▸ **Excerpted passage**
•••

Teams of Coquitlam and Port Moody students are competing in the Student Spaceflight Experiment Program
Getty ISS Space Station
Students hope their experiment will be chosen to be tested by astronauts on the International Space Station.

Three teams of Coquitlam and Port Moody students are competing to have their special experiment sent to space.

School District 43 (SD43) has whittled down its winners for the Student Spaceflight Experiment Program (SSEP) to three, selected from dozens of proposals from grades 5-12 students attending more than 30 institutions.

Proposals were short-listed and further reviewed by a panel of experts with science, technology and proposal writing backgrounds from SD43, Simon Fraser University (SFU), IBM Canada, and Microsoft Canada. 

From those three, the final proposal will be selected that will blast off on a rocket heading to the International Space Station where the experiment will be conducted by astronauts.

The data outcomes will be returned to the students for analysis. 

Here are the three winners:

  • Marisa Bassetto and Selina Zhang
  • Hillcrest Middle Gr. 8 students with teacher Patrick Ingelman

"We want to find out if growing Bacillus subtilis in microgravity will be different from growing it on earth. We will test that out by sending 'B' subtilis on an agar slant to the ISS. We chose 'B' subtilis because it is one of the most studied bacteria and it grows easily.

"By sending 'B' subtilis into space and seeing if it grows properly, we can learn whether it can be used to help plants or food grow in space. We hypothesize that the bacteria will grow into multiple colonies just like it would on earth, however, we think that it will do it slower than it would on earth and/or mutate because of the harsher conditions."

  • J.E. Lee and Yong Lee
  • Port Moody Secondary Gr. 9 students with teacher Marina Mehai

"Microorganisms have been found to react differently in microgravity conditions. Bacteria composing the human gut microbiome provide many benefits and affect the host both physiologically and psychologically. 

"Metabolites (from gut bacteria), specifically butyrate, an SCFA have been linked to many health benefits from reduced inflammation to autophagy, which will be beneficial for the reduction in frequent rashes or hypersensitivity, and loss of muscular mass commonly experienced in space. 

"Knowing if the production of these beneficial compounds changes can greatly affect the wellbeing of future astronauts in microgravity longterm.

"The investigation will look at the effect of microgravity in the production of short-chain fatty acids (SCFAs) by Lactobacillus casei (HA-108), Lactobacillus rhamnosus (HA-111), Lactobacillus acidophilus (HA-122), and Bifidobacterium longum (HA-135) in the fermentation of prebiotic fibres present in chia (Salvia hispanica) seeds."

•••

▸ **Questions to answer**
1. List the organizations whose experts served on the review panel in the article about the student spaceflight competition.
2. According to the article about the student spaceflight competition, which bacterium do the Hillcrest Middle students want to send to the International Space Station?

▸ **Information supplied**
•••

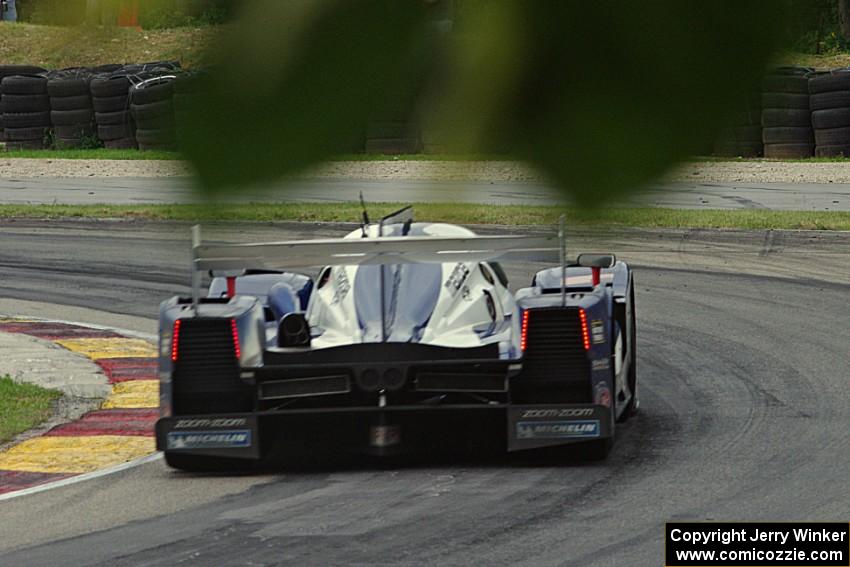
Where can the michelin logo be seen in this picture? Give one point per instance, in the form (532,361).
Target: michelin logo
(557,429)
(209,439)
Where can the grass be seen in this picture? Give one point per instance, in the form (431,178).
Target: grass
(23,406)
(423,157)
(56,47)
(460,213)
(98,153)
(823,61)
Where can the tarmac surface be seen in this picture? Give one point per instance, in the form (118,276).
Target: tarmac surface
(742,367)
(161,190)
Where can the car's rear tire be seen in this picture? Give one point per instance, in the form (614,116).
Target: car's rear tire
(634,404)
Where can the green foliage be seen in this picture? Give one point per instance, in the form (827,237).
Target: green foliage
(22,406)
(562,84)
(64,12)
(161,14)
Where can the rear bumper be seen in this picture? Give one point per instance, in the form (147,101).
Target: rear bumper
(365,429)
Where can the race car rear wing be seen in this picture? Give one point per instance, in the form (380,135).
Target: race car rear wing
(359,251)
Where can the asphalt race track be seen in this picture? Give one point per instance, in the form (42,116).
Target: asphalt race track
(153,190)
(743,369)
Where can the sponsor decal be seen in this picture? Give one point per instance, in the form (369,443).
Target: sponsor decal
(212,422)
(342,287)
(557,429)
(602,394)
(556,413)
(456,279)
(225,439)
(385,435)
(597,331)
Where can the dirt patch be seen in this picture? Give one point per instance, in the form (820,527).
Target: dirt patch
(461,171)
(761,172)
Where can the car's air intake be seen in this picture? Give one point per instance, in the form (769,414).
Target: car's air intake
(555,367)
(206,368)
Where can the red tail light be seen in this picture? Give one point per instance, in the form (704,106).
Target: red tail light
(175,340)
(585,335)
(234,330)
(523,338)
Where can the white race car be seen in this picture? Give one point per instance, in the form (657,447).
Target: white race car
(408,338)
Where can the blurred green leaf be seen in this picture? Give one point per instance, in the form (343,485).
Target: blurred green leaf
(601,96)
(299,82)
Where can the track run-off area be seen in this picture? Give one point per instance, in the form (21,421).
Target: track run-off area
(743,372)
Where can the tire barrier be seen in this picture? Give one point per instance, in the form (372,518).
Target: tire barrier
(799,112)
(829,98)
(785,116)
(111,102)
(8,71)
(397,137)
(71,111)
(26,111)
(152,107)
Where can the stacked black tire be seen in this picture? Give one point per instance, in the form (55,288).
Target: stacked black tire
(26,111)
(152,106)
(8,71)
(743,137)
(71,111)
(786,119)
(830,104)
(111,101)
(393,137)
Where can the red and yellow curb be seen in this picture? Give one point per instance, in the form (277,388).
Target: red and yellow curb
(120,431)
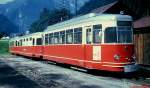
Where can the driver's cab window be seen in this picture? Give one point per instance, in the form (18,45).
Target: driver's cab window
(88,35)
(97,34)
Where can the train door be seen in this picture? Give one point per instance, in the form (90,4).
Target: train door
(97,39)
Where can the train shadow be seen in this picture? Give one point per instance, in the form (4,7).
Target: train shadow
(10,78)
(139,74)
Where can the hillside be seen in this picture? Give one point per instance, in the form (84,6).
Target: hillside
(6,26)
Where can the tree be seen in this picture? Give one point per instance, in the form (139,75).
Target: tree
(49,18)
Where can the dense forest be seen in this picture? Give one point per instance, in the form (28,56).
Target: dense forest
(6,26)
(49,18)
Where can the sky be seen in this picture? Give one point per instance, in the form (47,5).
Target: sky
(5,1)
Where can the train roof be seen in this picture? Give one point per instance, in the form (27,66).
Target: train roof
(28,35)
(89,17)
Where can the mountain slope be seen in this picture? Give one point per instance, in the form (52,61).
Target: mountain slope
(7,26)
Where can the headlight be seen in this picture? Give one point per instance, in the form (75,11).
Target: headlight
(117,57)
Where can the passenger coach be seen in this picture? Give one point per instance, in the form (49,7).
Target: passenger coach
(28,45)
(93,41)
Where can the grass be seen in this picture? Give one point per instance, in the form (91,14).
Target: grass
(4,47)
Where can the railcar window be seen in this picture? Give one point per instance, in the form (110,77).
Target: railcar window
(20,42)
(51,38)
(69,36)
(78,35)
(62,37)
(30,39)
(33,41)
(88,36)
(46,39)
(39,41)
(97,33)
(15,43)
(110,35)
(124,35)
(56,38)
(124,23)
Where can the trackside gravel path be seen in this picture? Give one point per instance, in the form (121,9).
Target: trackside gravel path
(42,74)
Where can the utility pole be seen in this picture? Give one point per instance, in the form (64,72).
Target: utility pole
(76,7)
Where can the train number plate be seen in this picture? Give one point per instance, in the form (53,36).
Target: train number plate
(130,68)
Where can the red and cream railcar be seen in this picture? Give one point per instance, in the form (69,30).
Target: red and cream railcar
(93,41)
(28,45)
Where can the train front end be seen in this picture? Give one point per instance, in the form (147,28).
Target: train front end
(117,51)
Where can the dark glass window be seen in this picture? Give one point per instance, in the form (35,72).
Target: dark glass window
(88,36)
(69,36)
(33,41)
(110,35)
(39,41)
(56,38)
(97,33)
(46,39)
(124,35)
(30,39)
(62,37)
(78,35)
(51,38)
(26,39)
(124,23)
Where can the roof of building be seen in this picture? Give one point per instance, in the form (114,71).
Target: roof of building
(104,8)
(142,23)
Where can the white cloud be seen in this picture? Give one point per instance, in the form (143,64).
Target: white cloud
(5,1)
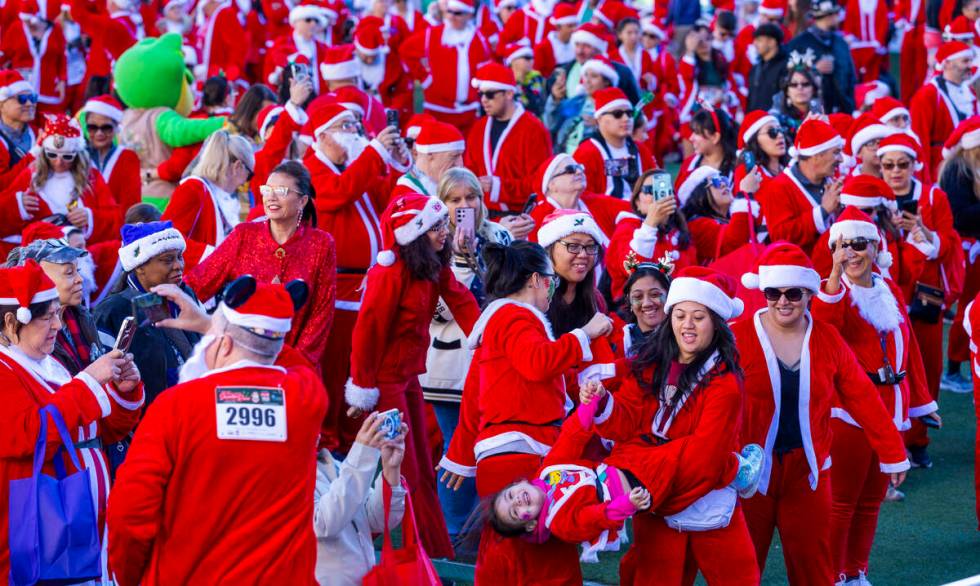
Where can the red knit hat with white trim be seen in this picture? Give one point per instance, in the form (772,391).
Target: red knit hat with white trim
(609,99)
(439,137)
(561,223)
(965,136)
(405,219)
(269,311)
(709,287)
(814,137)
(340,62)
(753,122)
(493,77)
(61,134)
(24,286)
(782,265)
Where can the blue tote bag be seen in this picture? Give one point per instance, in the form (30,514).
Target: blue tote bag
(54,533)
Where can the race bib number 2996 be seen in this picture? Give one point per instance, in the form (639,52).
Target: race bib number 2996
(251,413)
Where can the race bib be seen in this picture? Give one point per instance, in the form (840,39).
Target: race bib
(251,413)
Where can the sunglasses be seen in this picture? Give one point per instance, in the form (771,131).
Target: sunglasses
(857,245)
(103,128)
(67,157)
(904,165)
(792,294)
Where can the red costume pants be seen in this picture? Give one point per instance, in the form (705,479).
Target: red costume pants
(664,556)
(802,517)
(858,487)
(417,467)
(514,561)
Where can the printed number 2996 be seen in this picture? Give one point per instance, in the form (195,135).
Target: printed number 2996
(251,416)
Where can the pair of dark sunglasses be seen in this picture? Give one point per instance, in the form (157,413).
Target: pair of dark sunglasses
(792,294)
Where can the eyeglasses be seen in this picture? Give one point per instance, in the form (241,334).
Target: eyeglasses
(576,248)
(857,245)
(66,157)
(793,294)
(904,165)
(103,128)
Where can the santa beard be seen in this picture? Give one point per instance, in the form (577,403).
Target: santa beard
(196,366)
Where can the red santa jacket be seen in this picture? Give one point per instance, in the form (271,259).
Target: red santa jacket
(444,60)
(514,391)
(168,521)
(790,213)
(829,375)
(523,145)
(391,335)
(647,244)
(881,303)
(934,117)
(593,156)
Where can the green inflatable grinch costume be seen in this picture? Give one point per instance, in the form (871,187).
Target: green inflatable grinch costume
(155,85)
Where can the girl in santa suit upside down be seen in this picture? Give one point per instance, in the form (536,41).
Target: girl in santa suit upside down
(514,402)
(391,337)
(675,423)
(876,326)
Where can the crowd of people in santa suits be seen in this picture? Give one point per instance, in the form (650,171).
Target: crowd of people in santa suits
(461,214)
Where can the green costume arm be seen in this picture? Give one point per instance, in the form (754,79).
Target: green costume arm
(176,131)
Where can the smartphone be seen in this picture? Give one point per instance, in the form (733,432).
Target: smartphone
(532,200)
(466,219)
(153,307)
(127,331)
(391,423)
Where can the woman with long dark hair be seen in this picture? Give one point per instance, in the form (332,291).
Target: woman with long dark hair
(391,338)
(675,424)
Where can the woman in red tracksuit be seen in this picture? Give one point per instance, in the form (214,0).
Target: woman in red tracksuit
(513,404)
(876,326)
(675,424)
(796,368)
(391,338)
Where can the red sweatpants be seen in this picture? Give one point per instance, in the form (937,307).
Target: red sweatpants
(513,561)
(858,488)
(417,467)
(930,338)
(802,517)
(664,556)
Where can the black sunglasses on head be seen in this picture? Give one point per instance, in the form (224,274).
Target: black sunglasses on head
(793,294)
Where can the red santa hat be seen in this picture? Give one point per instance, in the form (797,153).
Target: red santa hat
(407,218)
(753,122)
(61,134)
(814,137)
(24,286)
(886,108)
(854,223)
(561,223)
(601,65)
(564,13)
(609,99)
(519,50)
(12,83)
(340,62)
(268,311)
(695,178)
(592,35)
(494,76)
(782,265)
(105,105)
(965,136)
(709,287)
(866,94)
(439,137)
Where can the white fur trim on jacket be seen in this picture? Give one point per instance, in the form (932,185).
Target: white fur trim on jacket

•••

▸ **Results in order**
1.
- School District 43 (SD43)
- Simon Fraser University (SFU)
- IBM Canada
- Microsoft Canada

2. Bacillus subtilis